▸ **PROBLEM TO WORK ON**
Would you set down every entry shown below, precisely as written?

▸ **INFORMATION PROVIDED**

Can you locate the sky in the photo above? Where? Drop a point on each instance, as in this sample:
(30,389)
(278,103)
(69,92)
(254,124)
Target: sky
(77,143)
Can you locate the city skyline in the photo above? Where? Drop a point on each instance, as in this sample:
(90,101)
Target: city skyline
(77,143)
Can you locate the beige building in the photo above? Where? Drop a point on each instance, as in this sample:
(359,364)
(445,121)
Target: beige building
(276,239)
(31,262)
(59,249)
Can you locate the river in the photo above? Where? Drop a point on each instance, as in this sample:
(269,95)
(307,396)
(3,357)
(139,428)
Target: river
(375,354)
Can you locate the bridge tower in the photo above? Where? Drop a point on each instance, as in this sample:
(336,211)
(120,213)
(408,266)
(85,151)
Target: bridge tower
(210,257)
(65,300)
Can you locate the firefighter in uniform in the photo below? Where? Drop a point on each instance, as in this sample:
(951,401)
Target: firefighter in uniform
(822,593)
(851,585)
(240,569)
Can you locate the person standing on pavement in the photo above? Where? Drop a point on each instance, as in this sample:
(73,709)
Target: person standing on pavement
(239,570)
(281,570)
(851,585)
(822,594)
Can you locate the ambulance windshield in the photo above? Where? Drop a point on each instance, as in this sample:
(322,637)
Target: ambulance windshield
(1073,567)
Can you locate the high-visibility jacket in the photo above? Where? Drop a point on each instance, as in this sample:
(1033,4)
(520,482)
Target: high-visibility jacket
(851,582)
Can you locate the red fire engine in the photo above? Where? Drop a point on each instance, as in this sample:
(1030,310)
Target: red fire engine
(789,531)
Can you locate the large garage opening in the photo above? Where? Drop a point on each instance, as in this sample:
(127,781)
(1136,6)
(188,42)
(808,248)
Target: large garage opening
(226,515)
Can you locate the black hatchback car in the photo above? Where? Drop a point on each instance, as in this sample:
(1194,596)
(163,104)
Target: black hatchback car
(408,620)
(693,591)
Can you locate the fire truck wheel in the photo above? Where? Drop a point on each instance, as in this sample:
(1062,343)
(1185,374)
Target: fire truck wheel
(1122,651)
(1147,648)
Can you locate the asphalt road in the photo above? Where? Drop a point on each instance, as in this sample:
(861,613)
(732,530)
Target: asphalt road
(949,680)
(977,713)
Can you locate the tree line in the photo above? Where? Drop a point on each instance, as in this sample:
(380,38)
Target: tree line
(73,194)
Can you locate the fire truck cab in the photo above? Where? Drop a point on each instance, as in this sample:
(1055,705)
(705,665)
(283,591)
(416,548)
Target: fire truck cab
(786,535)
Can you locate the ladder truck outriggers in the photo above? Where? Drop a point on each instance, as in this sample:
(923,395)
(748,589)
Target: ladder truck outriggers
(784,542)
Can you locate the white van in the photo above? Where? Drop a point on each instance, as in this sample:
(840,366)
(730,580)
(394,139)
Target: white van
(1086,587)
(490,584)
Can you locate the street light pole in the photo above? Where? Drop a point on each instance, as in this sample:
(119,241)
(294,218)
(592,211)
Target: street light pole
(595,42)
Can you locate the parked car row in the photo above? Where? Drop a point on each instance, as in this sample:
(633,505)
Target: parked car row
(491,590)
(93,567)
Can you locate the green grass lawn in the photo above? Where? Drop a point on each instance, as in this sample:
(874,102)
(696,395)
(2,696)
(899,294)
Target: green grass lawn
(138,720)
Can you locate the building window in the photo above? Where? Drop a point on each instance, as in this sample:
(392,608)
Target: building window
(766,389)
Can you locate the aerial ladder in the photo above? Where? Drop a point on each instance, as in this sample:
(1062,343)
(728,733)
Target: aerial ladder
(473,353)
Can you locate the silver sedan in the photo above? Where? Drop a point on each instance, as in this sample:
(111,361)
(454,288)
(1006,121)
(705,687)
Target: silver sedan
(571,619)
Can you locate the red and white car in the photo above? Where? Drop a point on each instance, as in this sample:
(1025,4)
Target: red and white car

▸ **RESULT OF THIS TASK**
Can you locate the sky in the photo above? Where? Drop a point on each instance, as in this sample:
(30,389)
(278,103)
(69,92)
(254,124)
Target: sky
(77,143)
Can you locate the city skyline in the photo above? Where? Drop a point on each instance, as in this sample:
(90,101)
Target: city skyline
(77,143)
Can you locate the beige building in the photo above? Where? Drop a point on each instance, as in this sample:
(359,364)
(445,121)
Target: beige building
(276,239)
(31,262)
(59,249)
Can you locate the river in the photo above? Where? Drop a point on each instance, as in this sample:
(269,95)
(307,396)
(3,357)
(139,428)
Target: river
(375,354)
Can you locate the bridge tower in the photo above? Where? Drop a point on each instance, as in this sample:
(336,211)
(120,213)
(408,266)
(85,151)
Target: bridge tower
(210,257)
(65,300)
Can you locate the firefighter in uniform in the photo below? Where? Drop a point on each instance, as in this sample:
(951,401)
Target: firefighter in uniform
(822,593)
(851,585)
(240,569)
Can you locate the person standing on pavement in the photo above? Where? Drop a point on each instance, as in this sample:
(73,709)
Target: person standing on pavement
(239,570)
(281,570)
(851,585)
(822,594)
Can you locate the ambulance windshield in the photo above? Where? Drop a point on each instance, as in this sample:
(322,637)
Target: ambulance windshield
(1073,567)
Can you locate the high-visibility jacket in the photo above? Where? Drop a point on each instance, as in this sample:
(1033,4)
(520,482)
Target: high-visibility jacket
(851,582)
Can you locate the red fire engine in the photo above? Where? Drop a point on each instance, as in this sample:
(1030,310)
Target: red fire engine
(789,531)
Can you locate the large garage opening in the photo above? Where? Drop a point on each instance, as in this sample:
(127,781)
(1136,6)
(188,42)
(808,248)
Target: large garage opening
(226,515)
Can you locate the black hatchback car in the photo above? Where? Drop a point on each instance, as in this sample:
(1194,596)
(163,104)
Target: black hatchback car
(408,620)
(693,591)
Can you locate the fire truck wheel in the photo above? Where? Drop a point on each instance, as in this sample:
(1062,343)
(1185,374)
Target: fire truck wheel
(1122,651)
(1147,648)
Can you locate the asphalt road in the photo above? Where? Drop a point on each instance, as in this sample:
(861,613)
(732,530)
Target: asphalt road
(949,680)
(977,713)
Can you locate the tree line in the photo above? Where? Drop a point on each instance, as in this sample:
(380,38)
Target: tree line
(73,194)
Can you locate the fire truck cab in the photo above? Where? Drop a point on each instance, as in this sample:
(1055,705)
(705,665)
(283,591)
(416,548)
Target: fire truck cab
(786,535)
Can you locate the ladder truck outriggers in the photo above? Where? Drop a point on each instance, as in this sample:
(923,395)
(748,589)
Target: ladder truck outriggers
(784,542)
Can you locate the white van in the photo above? Where? Drop a point on each instance, as in this sample:
(840,366)
(730,580)
(394,139)
Target: white van
(1086,587)
(490,584)
Can you locate the street light pole in the photo above? Where? Drop a point on each instance, as in this sample:
(119,241)
(294,218)
(592,211)
Target: street light pole
(595,42)
Can you locate the parked car row in the photo above? Where? Drop a point on each instance, as in this sample:
(633,505)
Target: parked car row
(491,590)
(93,567)
Can you locate the green grass lawn in the photo above? Where? Drop a point on each instance, as in this sample:
(874,102)
(696,395)
(2,696)
(899,294)
Target: green grass lawn
(138,720)
Can you locate the building window in the photo above? Where? Drop a point on each instance, as in this sample:
(392,608)
Target: building window
(766,389)
Can you locate the aerial ladder in the photo above? Where? Drop a point on each instance, as in this sample:
(1062,343)
(728,733)
Target: aerial ladder
(473,353)
Can you locate the silver sedan in the photo above? Where? Drop a point on each instance, as in this sample:
(111,361)
(454,288)
(1006,121)
(705,687)
Target: silver sedan
(571,619)
Can you locate the red and white car in the photo above? Where? Drop a point on each instance, as in this sample:
(1025,4)
Target: red and white car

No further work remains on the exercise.